[Location identification entries]
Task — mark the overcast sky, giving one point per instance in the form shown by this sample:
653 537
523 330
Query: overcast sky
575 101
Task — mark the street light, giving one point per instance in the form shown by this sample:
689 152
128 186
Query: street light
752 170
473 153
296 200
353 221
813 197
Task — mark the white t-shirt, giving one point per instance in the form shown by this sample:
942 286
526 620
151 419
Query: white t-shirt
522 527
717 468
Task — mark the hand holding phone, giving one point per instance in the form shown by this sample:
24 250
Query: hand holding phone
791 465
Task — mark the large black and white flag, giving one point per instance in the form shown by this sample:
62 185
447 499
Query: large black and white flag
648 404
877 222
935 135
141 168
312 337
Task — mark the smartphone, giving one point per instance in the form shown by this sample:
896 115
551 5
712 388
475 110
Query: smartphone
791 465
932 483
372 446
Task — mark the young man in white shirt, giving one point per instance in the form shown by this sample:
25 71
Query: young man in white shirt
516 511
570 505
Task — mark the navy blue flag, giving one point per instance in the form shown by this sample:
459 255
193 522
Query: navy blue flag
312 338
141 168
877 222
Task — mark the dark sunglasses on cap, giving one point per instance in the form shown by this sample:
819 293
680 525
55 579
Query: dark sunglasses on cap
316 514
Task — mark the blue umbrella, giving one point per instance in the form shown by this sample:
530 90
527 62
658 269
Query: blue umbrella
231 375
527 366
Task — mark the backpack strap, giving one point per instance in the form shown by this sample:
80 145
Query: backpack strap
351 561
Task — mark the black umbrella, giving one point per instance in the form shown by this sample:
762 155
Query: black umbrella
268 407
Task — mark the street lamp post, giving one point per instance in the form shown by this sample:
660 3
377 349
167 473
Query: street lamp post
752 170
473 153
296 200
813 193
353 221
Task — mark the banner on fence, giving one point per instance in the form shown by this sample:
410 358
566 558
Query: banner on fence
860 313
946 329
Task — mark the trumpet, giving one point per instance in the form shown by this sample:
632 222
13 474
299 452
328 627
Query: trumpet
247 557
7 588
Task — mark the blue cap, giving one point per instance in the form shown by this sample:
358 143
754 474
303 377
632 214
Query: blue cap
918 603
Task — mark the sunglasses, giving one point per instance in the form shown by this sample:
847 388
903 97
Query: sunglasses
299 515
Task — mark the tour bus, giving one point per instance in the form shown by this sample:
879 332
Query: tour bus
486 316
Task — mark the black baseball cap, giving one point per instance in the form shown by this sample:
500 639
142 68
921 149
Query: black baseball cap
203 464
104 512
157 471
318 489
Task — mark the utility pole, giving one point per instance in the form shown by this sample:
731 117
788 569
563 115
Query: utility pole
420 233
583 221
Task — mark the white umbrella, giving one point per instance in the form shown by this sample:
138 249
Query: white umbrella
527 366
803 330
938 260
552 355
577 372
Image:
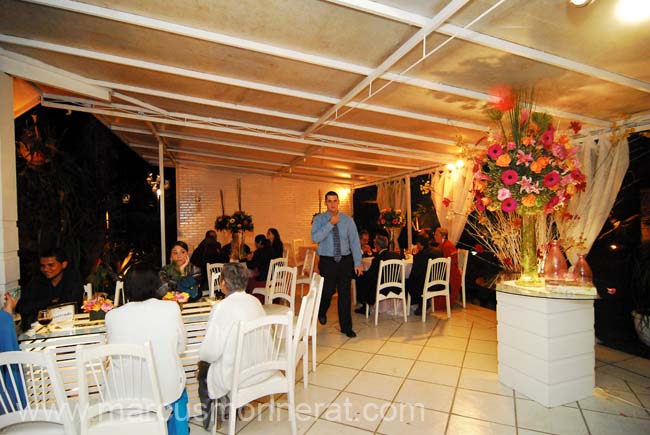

▸ Exercise prompt:
Pick out every line in the entries above that contains the word "tour", and copy each of those lines.

▸ The solution:
Task — mark the tour bus, giving one point per instance in the form shown by this sample:
Query: tour bus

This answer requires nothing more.